(Stored dataset items)
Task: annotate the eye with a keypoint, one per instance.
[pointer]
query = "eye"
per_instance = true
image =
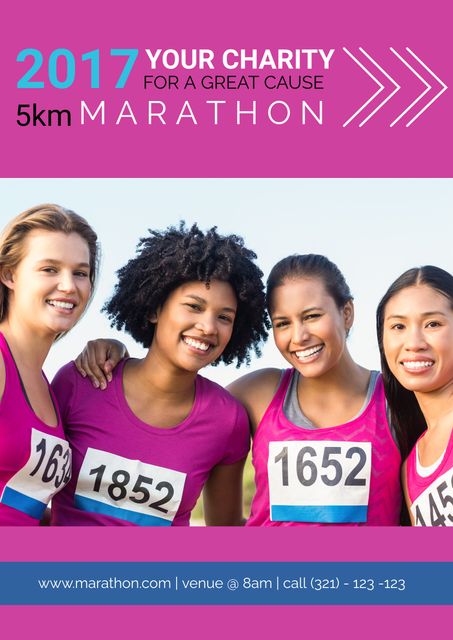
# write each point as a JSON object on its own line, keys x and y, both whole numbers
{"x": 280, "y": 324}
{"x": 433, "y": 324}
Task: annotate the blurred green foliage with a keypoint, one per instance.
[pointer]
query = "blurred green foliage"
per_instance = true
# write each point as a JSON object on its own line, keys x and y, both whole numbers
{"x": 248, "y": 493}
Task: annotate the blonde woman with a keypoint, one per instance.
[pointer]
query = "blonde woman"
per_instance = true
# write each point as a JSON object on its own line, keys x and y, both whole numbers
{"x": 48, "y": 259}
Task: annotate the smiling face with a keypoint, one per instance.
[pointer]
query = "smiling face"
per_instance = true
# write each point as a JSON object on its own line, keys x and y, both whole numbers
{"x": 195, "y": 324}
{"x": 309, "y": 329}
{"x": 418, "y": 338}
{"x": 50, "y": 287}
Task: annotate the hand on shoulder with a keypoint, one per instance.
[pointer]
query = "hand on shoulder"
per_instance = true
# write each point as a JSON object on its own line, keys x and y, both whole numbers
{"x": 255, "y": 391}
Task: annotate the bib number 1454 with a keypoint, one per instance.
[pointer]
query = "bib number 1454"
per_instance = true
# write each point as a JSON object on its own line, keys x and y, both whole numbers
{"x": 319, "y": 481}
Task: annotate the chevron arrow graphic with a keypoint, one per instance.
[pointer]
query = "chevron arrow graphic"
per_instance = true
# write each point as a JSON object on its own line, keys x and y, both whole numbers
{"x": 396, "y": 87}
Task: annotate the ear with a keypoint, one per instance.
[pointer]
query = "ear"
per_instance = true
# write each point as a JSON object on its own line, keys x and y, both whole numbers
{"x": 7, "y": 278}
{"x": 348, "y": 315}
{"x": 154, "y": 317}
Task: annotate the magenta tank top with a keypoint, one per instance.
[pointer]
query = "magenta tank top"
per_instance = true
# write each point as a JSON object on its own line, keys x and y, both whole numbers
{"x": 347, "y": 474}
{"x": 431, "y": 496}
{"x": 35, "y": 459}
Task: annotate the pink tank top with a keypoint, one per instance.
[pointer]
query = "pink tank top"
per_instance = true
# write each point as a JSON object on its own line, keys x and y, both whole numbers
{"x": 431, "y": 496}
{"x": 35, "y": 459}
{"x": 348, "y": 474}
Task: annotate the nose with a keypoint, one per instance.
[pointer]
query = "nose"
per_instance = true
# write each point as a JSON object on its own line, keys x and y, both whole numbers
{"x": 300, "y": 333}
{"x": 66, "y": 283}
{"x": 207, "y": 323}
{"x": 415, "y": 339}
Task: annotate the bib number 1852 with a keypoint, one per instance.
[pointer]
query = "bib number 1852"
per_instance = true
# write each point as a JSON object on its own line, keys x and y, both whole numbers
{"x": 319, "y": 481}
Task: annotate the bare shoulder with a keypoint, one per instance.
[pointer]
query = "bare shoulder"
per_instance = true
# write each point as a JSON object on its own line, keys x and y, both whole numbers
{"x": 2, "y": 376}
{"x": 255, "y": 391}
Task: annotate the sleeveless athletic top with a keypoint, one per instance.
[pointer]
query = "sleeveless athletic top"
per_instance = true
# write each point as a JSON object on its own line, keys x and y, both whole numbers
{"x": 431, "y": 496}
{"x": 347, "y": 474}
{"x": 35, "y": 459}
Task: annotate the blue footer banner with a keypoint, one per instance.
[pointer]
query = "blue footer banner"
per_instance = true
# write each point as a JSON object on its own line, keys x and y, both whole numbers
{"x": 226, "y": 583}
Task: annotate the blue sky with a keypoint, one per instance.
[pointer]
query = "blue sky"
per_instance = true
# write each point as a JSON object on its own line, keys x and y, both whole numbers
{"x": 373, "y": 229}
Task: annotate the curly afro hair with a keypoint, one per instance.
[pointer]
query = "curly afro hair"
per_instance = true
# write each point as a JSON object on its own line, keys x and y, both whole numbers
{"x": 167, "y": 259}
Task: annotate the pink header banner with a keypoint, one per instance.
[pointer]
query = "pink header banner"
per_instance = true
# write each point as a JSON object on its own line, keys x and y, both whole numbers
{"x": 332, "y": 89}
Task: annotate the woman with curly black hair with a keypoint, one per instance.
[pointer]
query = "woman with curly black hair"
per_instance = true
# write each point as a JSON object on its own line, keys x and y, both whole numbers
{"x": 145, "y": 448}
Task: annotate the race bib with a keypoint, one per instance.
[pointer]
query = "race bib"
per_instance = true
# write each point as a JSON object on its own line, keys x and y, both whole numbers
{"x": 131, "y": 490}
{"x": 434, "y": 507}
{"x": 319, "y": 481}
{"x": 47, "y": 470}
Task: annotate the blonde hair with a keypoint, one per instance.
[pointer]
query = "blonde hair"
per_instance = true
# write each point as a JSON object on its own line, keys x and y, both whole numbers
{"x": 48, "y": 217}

...

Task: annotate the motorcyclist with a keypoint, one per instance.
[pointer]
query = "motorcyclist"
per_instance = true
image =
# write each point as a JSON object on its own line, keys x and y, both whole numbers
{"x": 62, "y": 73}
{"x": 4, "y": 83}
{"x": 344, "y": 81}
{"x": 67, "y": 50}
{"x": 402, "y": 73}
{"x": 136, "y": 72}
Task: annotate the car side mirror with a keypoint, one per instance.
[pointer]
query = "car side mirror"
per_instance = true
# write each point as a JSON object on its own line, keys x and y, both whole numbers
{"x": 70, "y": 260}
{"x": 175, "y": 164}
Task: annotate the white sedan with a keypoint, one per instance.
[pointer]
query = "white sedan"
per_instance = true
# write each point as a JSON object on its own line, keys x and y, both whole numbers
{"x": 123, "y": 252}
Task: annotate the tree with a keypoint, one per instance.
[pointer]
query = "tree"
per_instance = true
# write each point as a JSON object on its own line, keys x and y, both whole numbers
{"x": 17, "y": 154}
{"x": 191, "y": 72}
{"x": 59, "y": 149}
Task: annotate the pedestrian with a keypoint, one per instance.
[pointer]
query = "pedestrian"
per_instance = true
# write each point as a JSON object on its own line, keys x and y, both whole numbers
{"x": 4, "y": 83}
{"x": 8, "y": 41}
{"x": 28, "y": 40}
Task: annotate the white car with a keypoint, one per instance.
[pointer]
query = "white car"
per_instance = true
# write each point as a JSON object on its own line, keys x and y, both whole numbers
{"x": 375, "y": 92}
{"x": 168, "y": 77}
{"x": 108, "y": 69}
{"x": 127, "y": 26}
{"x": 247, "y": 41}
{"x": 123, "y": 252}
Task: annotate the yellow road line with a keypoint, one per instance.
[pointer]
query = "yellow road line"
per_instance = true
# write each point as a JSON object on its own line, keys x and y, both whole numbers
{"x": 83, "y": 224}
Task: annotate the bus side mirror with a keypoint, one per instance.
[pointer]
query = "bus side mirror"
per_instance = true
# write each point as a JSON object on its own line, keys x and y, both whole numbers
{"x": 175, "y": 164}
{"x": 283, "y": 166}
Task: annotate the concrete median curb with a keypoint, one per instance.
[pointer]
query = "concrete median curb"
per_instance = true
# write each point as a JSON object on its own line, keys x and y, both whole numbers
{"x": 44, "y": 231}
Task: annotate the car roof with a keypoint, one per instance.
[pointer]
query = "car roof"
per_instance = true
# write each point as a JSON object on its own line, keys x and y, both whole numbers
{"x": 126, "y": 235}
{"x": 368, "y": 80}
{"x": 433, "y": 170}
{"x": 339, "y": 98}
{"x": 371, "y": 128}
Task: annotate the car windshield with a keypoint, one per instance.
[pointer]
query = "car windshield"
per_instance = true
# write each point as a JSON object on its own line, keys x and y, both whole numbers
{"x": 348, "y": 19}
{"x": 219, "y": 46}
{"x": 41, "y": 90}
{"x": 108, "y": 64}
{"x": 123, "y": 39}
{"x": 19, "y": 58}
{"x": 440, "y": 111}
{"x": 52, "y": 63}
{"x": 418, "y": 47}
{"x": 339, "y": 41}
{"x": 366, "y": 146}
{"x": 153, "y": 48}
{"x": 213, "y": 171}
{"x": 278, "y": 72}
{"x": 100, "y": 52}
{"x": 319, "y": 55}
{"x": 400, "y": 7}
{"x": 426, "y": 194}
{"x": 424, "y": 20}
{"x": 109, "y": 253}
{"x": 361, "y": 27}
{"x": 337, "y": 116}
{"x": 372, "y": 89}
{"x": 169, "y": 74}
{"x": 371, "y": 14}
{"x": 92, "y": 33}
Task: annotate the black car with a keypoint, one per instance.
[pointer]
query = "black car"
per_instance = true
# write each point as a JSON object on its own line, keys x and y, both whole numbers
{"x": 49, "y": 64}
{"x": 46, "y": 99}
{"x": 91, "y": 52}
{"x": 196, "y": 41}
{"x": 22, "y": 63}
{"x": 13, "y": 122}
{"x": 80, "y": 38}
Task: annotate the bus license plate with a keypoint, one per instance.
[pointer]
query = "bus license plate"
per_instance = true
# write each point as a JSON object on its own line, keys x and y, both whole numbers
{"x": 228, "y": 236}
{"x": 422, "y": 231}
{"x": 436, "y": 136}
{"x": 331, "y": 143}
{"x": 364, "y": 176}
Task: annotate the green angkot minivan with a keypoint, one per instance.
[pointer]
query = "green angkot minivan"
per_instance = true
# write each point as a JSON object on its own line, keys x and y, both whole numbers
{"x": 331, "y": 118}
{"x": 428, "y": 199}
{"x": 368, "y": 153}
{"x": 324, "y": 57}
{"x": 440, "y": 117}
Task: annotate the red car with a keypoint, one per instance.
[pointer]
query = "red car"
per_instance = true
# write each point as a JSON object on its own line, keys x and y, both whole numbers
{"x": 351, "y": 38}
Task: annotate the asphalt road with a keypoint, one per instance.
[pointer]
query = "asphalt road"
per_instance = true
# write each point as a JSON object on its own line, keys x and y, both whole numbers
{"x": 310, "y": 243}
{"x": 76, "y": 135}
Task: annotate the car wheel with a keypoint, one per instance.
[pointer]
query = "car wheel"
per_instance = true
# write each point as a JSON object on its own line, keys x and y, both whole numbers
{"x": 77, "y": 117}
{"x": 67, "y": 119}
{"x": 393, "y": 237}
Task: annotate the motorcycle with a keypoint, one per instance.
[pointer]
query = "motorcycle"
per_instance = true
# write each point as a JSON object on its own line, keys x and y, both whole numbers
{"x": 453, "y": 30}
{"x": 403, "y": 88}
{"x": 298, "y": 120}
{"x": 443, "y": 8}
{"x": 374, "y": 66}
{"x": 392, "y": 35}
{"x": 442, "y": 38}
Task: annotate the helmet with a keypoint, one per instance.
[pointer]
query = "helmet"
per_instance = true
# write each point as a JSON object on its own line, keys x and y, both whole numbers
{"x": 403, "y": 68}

## ACTIVITY
Determine the number of lines in the data above that contain the word "black", and provide only that figure.

## FINISHED TASK
4